Referring expression pointing data:
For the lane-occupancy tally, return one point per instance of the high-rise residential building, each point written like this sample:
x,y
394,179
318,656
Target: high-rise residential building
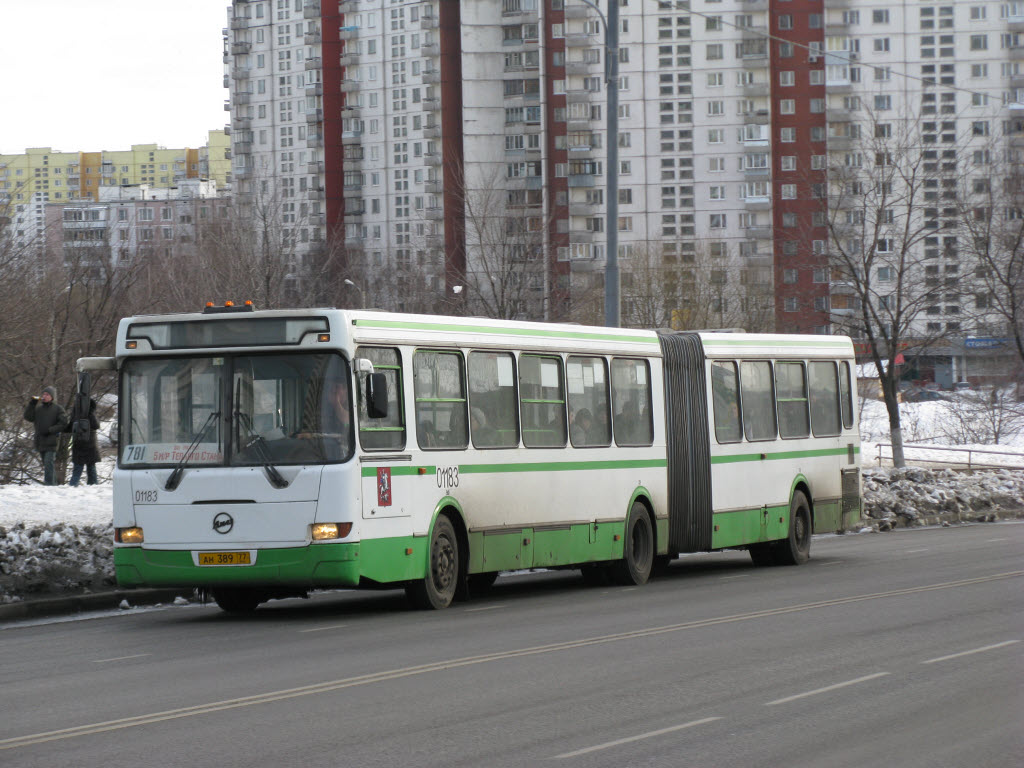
x,y
403,130
31,180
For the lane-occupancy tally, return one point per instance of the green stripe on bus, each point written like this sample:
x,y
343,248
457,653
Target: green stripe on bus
x,y
529,467
781,455
504,331
771,343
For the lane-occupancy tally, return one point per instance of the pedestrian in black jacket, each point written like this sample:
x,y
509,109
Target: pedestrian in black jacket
x,y
84,451
50,421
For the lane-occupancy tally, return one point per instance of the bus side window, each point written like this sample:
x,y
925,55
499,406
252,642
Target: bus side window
x,y
846,395
824,398
791,396
759,401
493,415
631,402
387,433
542,400
725,393
439,386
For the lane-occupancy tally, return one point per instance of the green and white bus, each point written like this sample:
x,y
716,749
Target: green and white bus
x,y
265,454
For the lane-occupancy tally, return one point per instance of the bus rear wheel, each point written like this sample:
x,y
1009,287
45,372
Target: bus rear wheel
x,y
638,549
236,600
436,589
796,549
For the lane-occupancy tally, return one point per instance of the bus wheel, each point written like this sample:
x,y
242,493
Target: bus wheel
x,y
796,550
237,600
436,590
638,555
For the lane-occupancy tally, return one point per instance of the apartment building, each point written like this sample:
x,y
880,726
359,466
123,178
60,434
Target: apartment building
x,y
398,129
42,175
124,222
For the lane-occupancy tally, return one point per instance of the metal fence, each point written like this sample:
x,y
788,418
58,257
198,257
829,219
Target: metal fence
x,y
919,455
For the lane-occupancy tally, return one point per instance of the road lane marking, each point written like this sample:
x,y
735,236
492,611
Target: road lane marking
x,y
827,688
120,658
325,629
387,675
638,737
971,652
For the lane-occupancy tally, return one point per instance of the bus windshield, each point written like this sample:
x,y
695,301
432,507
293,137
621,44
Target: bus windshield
x,y
245,410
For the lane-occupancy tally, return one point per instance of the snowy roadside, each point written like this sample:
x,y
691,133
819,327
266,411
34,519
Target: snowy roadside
x,y
57,541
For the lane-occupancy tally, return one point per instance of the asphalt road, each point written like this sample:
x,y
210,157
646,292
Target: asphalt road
x,y
897,649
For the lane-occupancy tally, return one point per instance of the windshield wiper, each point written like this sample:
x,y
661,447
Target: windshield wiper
x,y
175,476
256,441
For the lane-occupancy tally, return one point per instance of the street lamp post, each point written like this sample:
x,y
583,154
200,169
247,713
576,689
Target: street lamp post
x,y
611,279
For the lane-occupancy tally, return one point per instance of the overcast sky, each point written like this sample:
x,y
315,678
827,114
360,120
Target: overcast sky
x,y
94,75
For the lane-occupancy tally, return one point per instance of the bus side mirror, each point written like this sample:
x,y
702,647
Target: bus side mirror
x,y
377,395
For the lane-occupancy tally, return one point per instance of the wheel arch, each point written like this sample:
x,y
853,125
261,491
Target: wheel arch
x,y
451,508
801,483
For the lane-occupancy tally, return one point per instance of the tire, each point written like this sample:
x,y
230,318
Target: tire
x,y
237,601
437,588
796,549
638,549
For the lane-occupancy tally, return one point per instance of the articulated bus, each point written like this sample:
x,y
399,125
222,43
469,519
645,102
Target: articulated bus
x,y
266,454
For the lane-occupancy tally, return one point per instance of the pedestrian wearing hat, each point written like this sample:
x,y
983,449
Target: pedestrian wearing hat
x,y
50,421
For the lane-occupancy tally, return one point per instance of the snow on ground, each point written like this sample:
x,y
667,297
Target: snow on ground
x,y
58,540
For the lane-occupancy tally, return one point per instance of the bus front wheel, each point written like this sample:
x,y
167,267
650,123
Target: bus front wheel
x,y
437,588
638,549
796,549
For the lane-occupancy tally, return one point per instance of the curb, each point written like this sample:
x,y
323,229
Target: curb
x,y
78,603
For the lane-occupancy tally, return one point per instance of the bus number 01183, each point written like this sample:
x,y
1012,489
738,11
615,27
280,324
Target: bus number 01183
x,y
448,477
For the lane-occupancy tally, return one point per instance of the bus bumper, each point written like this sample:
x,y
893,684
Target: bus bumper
x,y
320,565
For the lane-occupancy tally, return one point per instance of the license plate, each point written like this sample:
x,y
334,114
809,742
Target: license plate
x,y
224,558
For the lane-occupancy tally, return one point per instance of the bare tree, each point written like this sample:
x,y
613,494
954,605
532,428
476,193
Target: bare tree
x,y
878,195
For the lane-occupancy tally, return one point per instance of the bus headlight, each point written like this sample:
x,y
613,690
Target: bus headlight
x,y
128,536
326,530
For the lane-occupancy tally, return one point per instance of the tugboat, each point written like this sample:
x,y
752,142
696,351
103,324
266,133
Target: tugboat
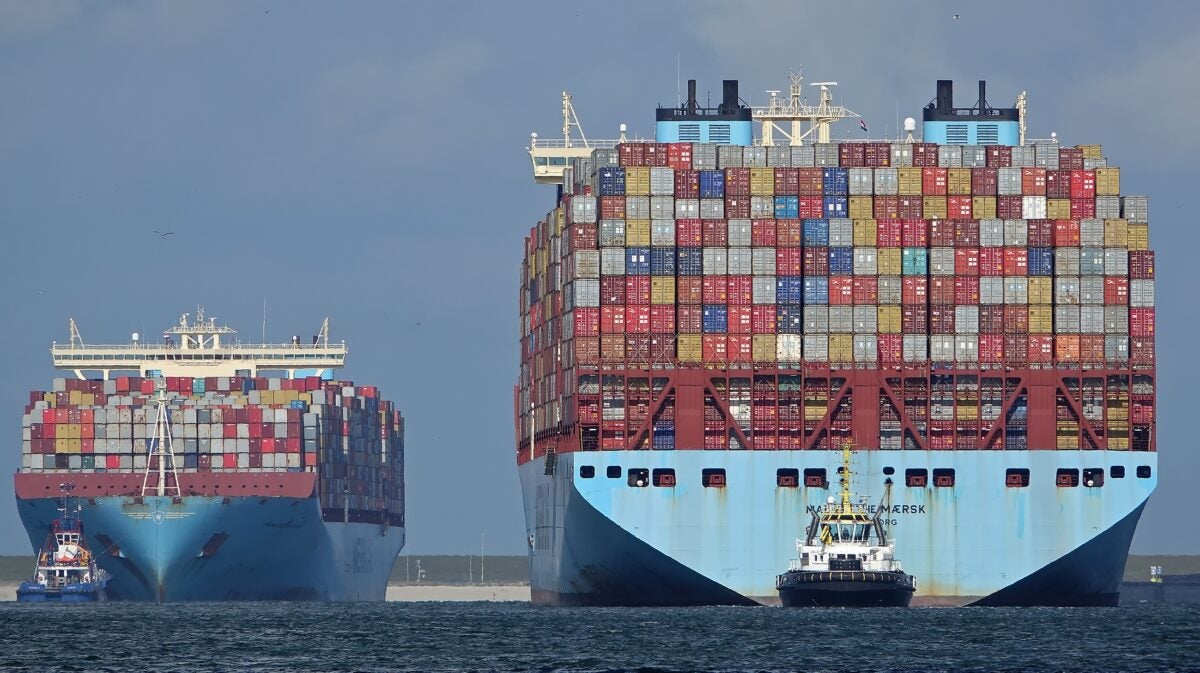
x,y
66,570
846,559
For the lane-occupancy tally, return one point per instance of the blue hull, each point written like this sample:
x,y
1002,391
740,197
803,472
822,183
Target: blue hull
x,y
205,548
601,541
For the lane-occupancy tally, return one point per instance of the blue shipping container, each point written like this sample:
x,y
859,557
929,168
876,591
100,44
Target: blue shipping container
x,y
816,233
789,289
612,181
663,262
816,289
637,260
841,260
689,260
717,319
712,184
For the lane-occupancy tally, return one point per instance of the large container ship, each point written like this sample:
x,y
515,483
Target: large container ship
x,y
201,478
709,317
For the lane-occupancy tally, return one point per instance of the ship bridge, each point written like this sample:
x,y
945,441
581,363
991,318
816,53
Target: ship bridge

## Task instructions
The lines to return run from the one containing "Target: blue hull" through the last line of the records above. Give them exactly and include nothing more.

## Output for this exercise
Target: blue hull
x,y
205,548
601,541
For the lane-occupancy tally, return one point per instance of the blue shipping container, each point written like this sample:
x,y
859,557
929,168
876,591
100,44
Target: blue shipping container
x,y
816,233
789,289
612,181
663,262
816,289
637,260
841,260
689,260
717,319
712,184
For the lane-occupancy tally, return one point per instance of the large container ship, each point written like this sample:
x,y
515,483
Target: large container ship
x,y
201,478
709,317
For the lane-occupancy tally, return one point per instance of the ship bridge, each point written like this sample:
x,y
945,441
581,363
991,318
816,53
Target: ship bridge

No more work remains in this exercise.